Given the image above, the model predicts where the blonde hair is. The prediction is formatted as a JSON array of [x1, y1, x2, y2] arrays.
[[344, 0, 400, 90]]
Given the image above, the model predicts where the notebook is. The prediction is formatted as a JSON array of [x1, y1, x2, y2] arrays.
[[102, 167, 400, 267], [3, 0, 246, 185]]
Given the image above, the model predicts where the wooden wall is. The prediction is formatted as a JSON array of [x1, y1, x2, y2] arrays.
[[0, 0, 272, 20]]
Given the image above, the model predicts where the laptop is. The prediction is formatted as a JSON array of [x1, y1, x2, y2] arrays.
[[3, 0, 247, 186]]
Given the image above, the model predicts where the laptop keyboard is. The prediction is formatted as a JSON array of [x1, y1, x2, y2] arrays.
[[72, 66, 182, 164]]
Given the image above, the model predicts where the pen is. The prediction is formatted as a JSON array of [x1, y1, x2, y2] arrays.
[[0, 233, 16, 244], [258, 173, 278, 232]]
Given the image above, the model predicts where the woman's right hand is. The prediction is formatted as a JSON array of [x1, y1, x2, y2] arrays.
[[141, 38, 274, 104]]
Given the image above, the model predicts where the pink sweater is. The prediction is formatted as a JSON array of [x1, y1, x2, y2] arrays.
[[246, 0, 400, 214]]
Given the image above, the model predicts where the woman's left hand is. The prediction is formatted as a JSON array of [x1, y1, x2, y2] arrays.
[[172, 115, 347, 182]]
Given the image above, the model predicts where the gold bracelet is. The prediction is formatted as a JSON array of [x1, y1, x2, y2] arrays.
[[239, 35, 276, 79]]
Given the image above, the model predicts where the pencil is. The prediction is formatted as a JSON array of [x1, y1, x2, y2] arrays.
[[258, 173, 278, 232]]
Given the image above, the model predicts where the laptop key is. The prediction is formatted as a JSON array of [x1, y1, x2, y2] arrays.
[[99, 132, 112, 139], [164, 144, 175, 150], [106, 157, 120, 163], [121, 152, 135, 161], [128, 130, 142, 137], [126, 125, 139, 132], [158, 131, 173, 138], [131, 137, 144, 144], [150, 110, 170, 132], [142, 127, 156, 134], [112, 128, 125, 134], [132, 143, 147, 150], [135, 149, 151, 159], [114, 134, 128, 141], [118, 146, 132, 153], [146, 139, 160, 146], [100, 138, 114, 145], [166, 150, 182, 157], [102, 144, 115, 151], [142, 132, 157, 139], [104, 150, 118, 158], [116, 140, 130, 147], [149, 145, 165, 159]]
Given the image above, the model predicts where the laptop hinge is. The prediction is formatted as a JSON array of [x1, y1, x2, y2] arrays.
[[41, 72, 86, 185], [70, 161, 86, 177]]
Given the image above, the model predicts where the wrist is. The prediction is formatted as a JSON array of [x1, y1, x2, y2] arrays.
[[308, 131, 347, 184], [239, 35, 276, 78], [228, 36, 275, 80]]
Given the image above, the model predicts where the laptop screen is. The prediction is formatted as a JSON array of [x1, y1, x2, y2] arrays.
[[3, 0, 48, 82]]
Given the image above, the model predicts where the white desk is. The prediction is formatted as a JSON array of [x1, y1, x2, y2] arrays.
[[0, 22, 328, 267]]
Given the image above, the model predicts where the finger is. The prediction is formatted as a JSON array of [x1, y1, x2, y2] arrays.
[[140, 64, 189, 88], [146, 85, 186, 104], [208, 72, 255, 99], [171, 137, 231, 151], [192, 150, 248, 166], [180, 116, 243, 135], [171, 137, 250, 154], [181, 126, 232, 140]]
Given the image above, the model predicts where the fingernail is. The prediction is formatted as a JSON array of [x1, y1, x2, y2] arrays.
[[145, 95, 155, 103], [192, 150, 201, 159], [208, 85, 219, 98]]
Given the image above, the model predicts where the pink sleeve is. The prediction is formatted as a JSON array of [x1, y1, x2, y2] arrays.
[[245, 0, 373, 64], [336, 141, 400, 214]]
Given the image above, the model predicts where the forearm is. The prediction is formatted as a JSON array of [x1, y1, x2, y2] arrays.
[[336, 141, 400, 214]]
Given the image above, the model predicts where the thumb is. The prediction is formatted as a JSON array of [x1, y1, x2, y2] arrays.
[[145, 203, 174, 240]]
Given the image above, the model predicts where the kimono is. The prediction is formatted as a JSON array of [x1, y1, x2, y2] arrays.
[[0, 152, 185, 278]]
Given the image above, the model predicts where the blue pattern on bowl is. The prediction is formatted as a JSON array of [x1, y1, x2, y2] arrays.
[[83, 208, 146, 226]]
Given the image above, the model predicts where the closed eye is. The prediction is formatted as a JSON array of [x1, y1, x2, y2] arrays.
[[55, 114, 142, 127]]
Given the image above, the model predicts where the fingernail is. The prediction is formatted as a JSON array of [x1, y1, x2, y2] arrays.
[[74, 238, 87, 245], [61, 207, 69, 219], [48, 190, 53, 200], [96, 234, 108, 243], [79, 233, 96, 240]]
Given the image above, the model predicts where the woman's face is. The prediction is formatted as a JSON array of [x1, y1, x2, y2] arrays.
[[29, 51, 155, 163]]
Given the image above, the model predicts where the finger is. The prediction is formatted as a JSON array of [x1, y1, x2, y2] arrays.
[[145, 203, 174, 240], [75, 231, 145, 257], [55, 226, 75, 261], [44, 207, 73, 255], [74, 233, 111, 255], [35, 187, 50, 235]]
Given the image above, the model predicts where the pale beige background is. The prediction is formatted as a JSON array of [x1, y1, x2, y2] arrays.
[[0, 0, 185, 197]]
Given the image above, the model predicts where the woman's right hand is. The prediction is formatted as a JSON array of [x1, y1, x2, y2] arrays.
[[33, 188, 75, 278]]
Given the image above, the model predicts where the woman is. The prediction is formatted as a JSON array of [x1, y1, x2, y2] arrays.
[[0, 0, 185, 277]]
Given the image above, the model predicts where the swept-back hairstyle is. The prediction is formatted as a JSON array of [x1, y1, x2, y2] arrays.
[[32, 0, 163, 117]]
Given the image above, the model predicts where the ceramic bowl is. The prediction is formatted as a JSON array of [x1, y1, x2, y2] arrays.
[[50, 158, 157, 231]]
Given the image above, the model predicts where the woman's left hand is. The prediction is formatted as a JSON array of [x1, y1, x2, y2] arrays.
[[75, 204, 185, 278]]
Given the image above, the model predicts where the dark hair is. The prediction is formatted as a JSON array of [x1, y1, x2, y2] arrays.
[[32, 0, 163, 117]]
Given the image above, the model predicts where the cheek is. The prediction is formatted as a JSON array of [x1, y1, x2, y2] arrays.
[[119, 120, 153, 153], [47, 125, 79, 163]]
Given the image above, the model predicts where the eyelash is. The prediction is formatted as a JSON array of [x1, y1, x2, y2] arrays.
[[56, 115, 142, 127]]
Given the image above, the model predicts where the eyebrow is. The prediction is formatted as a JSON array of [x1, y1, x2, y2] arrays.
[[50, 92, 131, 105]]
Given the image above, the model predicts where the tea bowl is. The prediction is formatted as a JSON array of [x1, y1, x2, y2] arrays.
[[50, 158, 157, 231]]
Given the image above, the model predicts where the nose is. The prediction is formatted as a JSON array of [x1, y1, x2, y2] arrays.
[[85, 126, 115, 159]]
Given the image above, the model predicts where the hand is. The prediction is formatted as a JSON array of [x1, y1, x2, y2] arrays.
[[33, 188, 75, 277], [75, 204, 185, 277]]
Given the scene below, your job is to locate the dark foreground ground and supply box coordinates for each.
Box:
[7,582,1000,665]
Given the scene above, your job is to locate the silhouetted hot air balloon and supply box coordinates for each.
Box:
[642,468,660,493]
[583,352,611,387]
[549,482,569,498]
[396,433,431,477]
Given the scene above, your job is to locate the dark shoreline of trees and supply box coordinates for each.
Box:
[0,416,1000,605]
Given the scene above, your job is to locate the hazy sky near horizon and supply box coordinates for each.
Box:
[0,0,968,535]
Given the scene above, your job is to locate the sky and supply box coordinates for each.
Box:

-*-

● Exercise description: Please convert everything from the start of the items above down to the line containing "[[72, 66, 182, 164]]" into a two-column CSV with the headers input and output. Give one row per item: its text and its answer, each in a single quoted field with line breaks replaced by spaces.

● Reply to the task:
input,output
"Given the image above, the model predicts where the blonde hair is. The prediction is formatted as a JSON array of [x1, y1, x2, y2] arrays.","[[344, 0, 400, 90]]"
"Given the image above, the model predicts where the notebook is. The prediction is formatted as a JSON array of [x1, y1, x2, y2] arrays.","[[102, 167, 400, 267], [3, 0, 246, 185]]"
"Given the image above, the model predicts where the wooden wall is. The prediction is formatted as a JSON array of [x1, y1, x2, y2] arrays.","[[0, 0, 272, 20]]"
"Given the image above, the model predicts where the laptop is. The prediction is formatted as a JSON array of [x1, y1, x2, y2] arrays.","[[3, 0, 247, 186]]"
"Given the image above, the model predicts where the laptop keyboard is. The prediction is formatted as a JSON array of [x1, y1, x2, y2] arrays.","[[72, 66, 182, 164]]"